◆ WHAT THE EXERCISE ASKS
The answer must be every line of the records below that contains the word "lace".
*** DATA FOR THIS TASK Section Begins ***
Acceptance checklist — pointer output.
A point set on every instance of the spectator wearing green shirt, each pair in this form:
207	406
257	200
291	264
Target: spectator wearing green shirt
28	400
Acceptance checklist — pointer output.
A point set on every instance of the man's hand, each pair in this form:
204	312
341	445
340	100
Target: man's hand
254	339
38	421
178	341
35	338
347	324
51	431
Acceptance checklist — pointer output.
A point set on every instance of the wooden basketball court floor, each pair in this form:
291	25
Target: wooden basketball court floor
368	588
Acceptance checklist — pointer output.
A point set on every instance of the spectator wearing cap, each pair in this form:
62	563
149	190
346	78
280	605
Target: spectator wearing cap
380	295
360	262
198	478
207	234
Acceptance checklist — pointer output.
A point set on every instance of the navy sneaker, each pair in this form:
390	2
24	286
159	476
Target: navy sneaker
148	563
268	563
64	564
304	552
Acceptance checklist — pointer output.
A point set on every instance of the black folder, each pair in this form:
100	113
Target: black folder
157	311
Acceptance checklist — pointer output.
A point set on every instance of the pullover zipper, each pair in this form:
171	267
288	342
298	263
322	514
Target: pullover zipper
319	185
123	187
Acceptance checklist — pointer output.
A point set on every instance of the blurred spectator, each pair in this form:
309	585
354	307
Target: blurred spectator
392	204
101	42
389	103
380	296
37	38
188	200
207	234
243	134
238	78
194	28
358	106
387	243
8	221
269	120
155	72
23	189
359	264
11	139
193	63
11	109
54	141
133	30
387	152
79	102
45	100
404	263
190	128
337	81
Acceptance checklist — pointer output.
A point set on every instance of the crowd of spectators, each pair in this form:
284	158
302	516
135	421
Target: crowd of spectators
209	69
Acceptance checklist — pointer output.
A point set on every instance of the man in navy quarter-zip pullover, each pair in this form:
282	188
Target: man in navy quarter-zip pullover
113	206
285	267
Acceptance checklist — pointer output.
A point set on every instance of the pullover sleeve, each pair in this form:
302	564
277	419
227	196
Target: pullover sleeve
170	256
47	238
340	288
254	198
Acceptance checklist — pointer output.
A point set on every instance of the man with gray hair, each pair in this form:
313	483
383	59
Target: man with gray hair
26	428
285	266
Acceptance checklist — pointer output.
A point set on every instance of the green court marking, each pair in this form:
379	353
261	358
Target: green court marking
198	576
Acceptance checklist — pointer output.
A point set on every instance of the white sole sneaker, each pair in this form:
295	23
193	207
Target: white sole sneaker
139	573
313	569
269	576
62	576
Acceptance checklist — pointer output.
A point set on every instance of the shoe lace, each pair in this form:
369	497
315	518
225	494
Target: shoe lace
*** DATA FOR THIS TASK Section Ends ***
◆ PROBLEM SOLUTION
A point set on every instance of the shoe lace, each pair in this form:
Target: shoe lace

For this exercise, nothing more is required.